== Provided material ==

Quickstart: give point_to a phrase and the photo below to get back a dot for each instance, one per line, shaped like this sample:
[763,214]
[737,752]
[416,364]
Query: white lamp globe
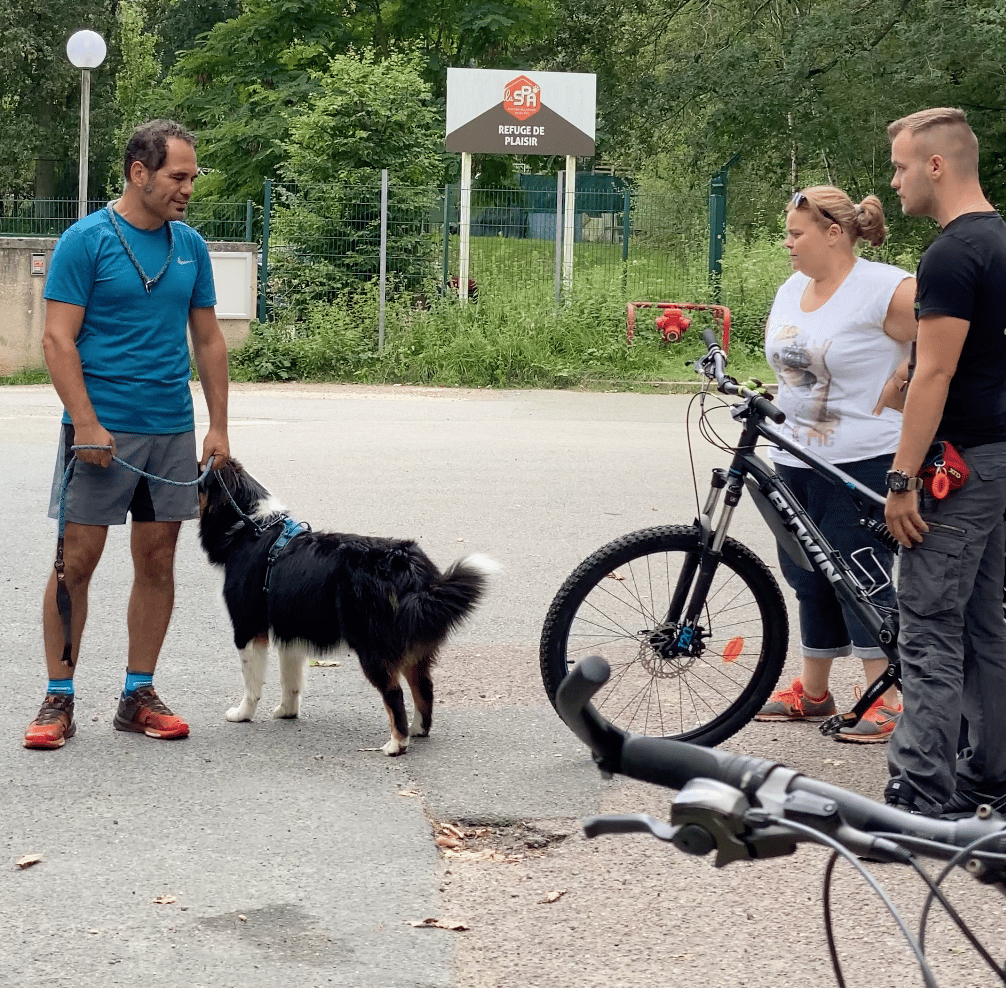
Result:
[86,49]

===

Given exercise:
Reproduce every line of the records above verbatim, omitting the pictures.

Task result:
Quickstart: give point_to a phrase and the photo below to get back a dot for each instance, one per line, shaped like this sample:
[763,214]
[737,752]
[416,364]
Query: white lamp globe
Result:
[86,49]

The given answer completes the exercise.